> **WORK TO BE COMPLETED**:
Set the entries below down again, please. Match them exactly.
□ □ □ □ □
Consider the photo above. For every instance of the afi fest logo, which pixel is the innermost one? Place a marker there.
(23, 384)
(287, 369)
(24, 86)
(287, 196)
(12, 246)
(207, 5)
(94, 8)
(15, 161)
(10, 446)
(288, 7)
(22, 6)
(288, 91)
□ □ □ □ □
> **RESULT OF THE EXERCISE**:
Consider the photo above. For every instance of the afi fest logo, which pixel is the innermost one? Place a marker there.
(23, 384)
(287, 369)
(24, 86)
(287, 196)
(12, 246)
(207, 5)
(94, 8)
(15, 161)
(10, 446)
(288, 7)
(22, 6)
(288, 91)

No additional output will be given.